▶ **Twoje zadanie**
Odpowiedz krótko na podstawie fragmentu tekstu poniżej:
1. Kto według fragmentu tekstu wielokrotnie wyrzuca królowi, że jako król może wszystko?
2. Co królowa w rozmowie z córką nazywa polem bitwy królowych?
3. Czyj eliksir wymieniono jako możliwy środek zapobiegający ciąży?

Dwa fakt, że przez tyle lat nie może sobie poradzić z jej śmiercią i z wyrzurami sumienia względem tego co się stalo też jest wymowny. On dobrze wie, że to jego ambicja ją do tego doprowadziłą i serial wcale nie próbuje tego ukryć. Deamon też wyrzuca mu to wielokrotnie - przecież jesteś królem możesz wszystko.... ale Visearys to bardzo słaby król, uwiązany w tradycję i politykę, dlatego jest tak łatwy w manipulacji. Więc popieram wcześniejszą myśl jego słabość( względem tradycji, brak świadomości własnej pozycji jako króla całego Westereos), ambicja (chęć posiadania męskiego potromna, zadowolenia dworu, umocnienia swej pozycji, przedłużenia "rodu" ponad wszelką cenę) i tchórzostwo (mógł ukrucić cierpienia żony i ogłosić Rheanere swoją następczynią dużo wcześniej, dopiero wielka tragedia i wymogi sytuacji go zmusiły) sprawiły, że podjął decyzje które jako król i obrońca 7 królestw - gdyby chciał i miał na to siłe - mógł podjąć dużo wcześniej, bez zabijania żony...

dudusia2208

Tylko że czasy, którymi inspirowane są te wydarzenia, nie za bardzo pozwalałyby królowej na kontrolę nad jej płodnością. Ona sama w rozmowie z córką przyznaje, że taka jest, niestety, rola królowej i ich pole bitwy to 'łoże'. Poza tym jakie mamy teoretyczne możliwości antykoncepcji w tej rzeczywistości? Bo wątpię, że nawet jeśli królowa przeżyłaby poród, król przestałby z nią sypiać. Eliksir maestra, coś na kształt średniowiecznej ellaone czy miso? Nie ma gwarancji, że to działa, za to jest wysoka szansa, że zwyczajnie truje, skoro ma zmusić organizm do pozbycia się zarodka/płodu. I miałaby to brać po stosunku do śmierci?

▶ **Zapisane dane**
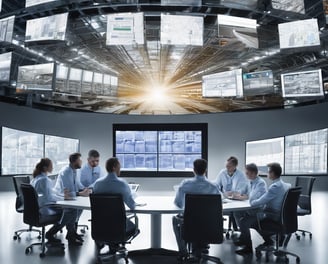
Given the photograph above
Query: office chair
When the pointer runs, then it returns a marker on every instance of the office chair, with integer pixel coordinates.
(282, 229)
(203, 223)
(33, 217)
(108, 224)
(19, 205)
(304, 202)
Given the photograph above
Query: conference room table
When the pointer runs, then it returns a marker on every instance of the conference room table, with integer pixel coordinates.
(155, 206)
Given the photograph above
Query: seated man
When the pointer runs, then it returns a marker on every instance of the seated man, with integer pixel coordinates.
* * *
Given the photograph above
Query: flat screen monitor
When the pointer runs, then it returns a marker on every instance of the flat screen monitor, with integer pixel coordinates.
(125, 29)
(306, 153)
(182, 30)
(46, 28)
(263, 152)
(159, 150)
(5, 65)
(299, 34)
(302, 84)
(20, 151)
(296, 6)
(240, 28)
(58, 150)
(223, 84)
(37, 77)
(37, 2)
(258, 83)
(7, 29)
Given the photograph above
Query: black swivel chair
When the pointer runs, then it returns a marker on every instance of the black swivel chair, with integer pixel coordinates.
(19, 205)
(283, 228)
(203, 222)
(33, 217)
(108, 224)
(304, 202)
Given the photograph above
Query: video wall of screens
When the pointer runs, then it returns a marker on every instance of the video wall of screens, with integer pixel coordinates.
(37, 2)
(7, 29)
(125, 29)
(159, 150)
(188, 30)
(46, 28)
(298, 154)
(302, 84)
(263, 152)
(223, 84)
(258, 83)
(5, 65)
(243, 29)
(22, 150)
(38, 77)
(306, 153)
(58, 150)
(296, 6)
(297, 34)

▶ **Odpowiedź**
1. Deamon.
2. Łoże.
3. Eliksir maestra.